本文 -
-.-.-

果たして続編ではどんな物語がくり広げられるのか、そのヒントが隠されているかも!? 前作上演時のエピソードとあわせてお楽しみください!

舞台『モブサイコ100』~裏対裏~は、9月13日~17日に東京・天王洲 銀河劇場、9月20日~23日に兵庫・新神戸オリエンタル劇場にて上演予定です。

伊藤さんは「素敵な座長でした」

――まずは前作を振り返ってのお話をうかがいたいと思います。伊藤さんからご覧になった、馬場さんの“師匠”ぶりはいかがでしたか?

伊藤 100点満点で100点、120点ですよ!

馬場 急な営業トーク始まったな(笑)!

-.-.-

抽出データ -

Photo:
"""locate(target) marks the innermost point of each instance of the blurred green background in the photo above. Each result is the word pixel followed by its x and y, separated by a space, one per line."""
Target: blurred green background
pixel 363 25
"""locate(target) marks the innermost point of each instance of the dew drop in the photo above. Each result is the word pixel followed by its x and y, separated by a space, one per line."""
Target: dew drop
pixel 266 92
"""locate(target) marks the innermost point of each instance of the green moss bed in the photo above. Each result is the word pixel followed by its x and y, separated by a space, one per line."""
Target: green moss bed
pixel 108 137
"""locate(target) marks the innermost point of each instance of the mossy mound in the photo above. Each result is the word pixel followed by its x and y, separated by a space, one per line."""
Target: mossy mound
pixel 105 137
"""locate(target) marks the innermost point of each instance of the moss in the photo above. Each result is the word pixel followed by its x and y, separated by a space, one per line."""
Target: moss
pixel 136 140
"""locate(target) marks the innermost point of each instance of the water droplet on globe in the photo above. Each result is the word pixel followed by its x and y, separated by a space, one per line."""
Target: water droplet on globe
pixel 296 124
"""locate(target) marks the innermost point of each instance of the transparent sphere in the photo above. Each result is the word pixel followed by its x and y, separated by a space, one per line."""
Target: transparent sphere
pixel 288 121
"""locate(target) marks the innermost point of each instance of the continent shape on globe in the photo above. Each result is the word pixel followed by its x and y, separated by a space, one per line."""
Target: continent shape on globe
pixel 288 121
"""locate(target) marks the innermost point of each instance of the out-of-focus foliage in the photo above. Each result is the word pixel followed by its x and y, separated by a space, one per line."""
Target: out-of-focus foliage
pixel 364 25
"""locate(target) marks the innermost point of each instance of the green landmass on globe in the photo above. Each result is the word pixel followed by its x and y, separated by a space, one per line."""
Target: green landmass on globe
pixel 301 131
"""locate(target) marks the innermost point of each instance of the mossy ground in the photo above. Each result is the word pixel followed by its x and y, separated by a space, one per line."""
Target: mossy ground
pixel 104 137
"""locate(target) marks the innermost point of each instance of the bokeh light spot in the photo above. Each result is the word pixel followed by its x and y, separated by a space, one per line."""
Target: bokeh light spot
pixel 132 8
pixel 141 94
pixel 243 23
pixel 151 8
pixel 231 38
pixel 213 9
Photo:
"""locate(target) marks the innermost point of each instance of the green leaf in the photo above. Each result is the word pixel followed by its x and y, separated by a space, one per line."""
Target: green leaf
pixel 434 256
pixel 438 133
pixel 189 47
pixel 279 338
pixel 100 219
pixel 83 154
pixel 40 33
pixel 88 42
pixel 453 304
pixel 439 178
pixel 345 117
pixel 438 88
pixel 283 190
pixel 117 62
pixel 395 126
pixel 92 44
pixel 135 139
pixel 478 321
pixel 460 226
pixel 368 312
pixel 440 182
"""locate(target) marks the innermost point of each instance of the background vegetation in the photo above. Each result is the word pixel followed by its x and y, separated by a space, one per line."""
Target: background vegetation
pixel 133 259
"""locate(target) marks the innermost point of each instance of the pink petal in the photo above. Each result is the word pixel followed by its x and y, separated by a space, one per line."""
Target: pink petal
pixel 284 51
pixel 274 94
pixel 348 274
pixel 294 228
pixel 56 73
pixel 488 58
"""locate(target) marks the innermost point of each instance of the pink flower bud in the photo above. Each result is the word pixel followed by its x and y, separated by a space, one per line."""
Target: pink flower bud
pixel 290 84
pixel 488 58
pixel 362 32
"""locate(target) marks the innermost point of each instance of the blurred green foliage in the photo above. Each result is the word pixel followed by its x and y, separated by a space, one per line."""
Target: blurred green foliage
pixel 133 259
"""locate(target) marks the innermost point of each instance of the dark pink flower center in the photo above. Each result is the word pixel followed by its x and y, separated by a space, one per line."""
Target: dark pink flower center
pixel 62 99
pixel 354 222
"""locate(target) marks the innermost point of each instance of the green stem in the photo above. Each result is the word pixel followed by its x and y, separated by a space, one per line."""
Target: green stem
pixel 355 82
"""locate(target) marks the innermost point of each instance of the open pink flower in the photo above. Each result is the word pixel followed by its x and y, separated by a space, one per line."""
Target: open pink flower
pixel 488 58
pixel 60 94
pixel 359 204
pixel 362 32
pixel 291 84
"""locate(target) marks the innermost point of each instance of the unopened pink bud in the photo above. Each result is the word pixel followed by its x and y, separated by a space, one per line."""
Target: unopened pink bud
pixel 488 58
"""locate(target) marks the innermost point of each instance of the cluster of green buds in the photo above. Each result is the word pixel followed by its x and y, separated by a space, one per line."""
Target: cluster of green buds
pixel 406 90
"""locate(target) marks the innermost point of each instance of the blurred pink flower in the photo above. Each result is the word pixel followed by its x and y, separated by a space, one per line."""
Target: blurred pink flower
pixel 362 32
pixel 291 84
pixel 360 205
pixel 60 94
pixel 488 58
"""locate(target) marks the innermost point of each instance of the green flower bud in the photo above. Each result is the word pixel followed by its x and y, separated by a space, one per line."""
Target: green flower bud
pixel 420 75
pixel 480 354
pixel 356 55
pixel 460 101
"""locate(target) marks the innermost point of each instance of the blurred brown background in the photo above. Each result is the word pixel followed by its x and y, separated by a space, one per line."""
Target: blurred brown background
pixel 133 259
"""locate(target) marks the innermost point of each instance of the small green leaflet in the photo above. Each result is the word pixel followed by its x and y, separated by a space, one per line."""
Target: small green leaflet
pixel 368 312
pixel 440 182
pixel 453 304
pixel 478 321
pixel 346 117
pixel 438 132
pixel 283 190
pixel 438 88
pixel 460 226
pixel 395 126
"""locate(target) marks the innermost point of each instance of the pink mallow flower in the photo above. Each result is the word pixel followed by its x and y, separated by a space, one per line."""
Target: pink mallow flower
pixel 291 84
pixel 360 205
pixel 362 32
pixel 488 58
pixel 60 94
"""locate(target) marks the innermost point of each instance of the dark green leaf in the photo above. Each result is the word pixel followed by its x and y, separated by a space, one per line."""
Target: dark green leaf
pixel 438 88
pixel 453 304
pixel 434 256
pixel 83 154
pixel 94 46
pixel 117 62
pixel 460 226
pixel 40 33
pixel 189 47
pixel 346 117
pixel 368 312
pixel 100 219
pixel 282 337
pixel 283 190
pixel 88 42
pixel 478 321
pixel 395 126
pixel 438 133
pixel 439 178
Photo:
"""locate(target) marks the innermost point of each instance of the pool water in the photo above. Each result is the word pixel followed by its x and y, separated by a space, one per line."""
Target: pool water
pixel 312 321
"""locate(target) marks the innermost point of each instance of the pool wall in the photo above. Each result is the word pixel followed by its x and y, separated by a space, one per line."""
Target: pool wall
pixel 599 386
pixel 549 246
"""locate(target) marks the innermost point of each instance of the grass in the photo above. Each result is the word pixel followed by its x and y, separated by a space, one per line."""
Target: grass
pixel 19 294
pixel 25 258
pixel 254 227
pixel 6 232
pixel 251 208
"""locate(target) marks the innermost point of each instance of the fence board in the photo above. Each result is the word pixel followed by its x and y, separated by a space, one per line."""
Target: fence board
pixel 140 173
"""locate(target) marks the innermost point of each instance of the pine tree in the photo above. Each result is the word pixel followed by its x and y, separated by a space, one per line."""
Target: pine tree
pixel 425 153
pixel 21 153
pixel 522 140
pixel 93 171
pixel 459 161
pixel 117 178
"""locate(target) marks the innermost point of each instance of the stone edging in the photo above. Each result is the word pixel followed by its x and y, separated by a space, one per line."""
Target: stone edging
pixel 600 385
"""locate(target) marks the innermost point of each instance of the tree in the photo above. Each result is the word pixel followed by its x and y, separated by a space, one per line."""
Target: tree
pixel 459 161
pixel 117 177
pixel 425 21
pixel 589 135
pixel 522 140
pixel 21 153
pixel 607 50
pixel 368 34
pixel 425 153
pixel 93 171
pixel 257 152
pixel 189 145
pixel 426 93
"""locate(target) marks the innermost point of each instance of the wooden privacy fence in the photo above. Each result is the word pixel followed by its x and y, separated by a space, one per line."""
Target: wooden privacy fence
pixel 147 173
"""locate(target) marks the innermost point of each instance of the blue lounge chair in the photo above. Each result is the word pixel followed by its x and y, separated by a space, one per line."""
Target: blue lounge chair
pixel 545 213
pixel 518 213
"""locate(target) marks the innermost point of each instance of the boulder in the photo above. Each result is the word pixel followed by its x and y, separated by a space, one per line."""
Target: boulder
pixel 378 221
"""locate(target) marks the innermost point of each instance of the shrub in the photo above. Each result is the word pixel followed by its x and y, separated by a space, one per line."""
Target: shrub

-.-.-

指示 -
A: 本文に挙がっている公演地の都県名と劇場名をすべて書き出してください。
B: 本文で、伊藤さんは馬場さんの“師匠”ぶりに何点をつけていますか。
C: 舞台『モブサイコ100』をめぐる本文の対談を、最後の発言の後から書き継いでください。

設問ごとの解答 -
A: 東京、天王洲 銀河劇場、兵庫、新神戸オリエンタル劇場

B: 100点満点で100点、さらに120点です。

C:
伊藤 いやいやいや! 最初はアニメの印象が強く、僕の中の『モブサイコ100』像ができあがっていたので、変な話、「アニメに似ているほうが完成度が高いのかな?」って勝手に思ってたんです。でも馬場さんだけじゃなくて、皆さん自分なりのアプローチをしながら「あ、こういう面を見せてくるんだ」というところがあって、それに全部納得できちゃいました。だから「なんでもアリだな」って(笑)。馬場さんの師匠も、ふつうに「師匠だ!」って思いました。師匠ってとくに、締まるところは締まるんです。カッコイイことを言うシーンがキマっていると、「師匠、ありがとう!」って(笑)。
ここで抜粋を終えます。